Given passage

J. Liu | TU Delft Repository

Interpreting reinforcement Learning for post-capture control In space debris removal

Doctoral thesis (2026) - J. Liu, E.K.A. Gill, J. Guo

Space debris, consisting of defunct artificial objects in orbit, poses a significant threat to on-orbit safety. Active Debris Removal (ADR) using robotic arms offers a potential solution to capture and remove debris, but the resulting spacecraft post-capture operates under substantial uncertainty. This uncertainty is not only relevant for post-capture scenarios but is a common feature in spacecraft attitude control, where factors such as parameter variations, inertia uncertainty, and external disturbances like solar radiation pressure can significantly affect system dynamics. Learning-based control approaches, particularly reinforcement learning (RL), have emerged as promising frameworks to handle such uncertain environments, as they allow control behaviors to be learned without explicit dynamic models. However, the performance of RL algorithms varies across different tasks, and understanding the internal learning dynamics remains challenging, limiting interpretability and reliable application to space systems.

This research addresses these challenges by developing visualization-based methods to interpret and analyze the learning dynamics of actor–critic RL algorithms applied to spacecraft attitude control. Specifically, it introduces a critic match loss landscape visualization method for online actor–critic algorithms, allowing the evolution of the critic network during training to be examined systematically. Network parameters are recorded at the end of each episode and projected onto a low-dimensional subspace using Principal Component Analysis (PCA). A fixed-target critic match loss is then defined using reference state samples and corresponding temporal-difference (TD) targets from a selected policy. Evaluating the loss over the principal component plane generates both three-dimensional landscapes and two-dimensional contour plots with overlaid training trajectories, thereby illustrating how the critic optimizes its parameters over time. Quantitative indices and random-direction projections are used to systematically compare learning behavior across different training runs and reduce reliance on a single PCA projection.

The method is demonstrated on the Action-Dependent Heuristic Dynamic Programming (ADHDP) algorithm, applied to cart-pole and spacecraft attitude control tasks. Comparative analysis shows how the loss landscape geometry corresponds to training stability and control performance. Moreover, the visualization framework is extended to off-policy RL by adapting it to the Soft Actor–Critic (SAC) algorithm, which is capable of convergent control performance in spacecraft tasks. Adjustments account for SAC’s twin-critic structure, target computations, and replay-based training while maintaining interpretive consistency with online learning results.

Finally, the framework is expanded to capture both actor and critic dynamics, integrating four complementary components: a three-dimensional critic match loss landscape, an actor loss landscape, trajectories combining time, TD error, and actor weight evolution, and state–TD plots highlighting areas of large TD fluctuations. Applied across multiple ADHDP variants with deep learning, this multi-perspective framework provides interpretable insights into the interactions between value estimation, policy optimization, and TD signals during training. The framework allows for diagnosis of instability mechanisms, improves understanding of actor–critic learning behavior, and supports the design and analysis of RL algorithms for dynamic and uncertain control systems.

Data for analysis
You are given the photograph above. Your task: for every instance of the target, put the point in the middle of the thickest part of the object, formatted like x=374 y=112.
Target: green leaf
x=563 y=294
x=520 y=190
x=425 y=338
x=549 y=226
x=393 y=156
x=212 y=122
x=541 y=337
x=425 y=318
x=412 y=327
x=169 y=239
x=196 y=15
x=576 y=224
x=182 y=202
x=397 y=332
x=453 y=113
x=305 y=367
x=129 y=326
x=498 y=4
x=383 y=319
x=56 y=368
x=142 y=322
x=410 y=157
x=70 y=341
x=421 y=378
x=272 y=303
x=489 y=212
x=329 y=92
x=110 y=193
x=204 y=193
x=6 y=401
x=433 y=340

Requirement
Answer these questions about the thesis abstract on space debris removal:
1. What technique projects the recorded network parameters onto a low-dimensional subspace?
2. Which off-policy algorithm is the visualization framework extended to?
3. To which two tasks is the ADHDP algorithm applied?

Result of this exercise
1. Principal Component Analysis (PCA).
2. The Soft Actor–Critic (SAC) algorithm.
3. Cart-pole and spacecraft attitude control.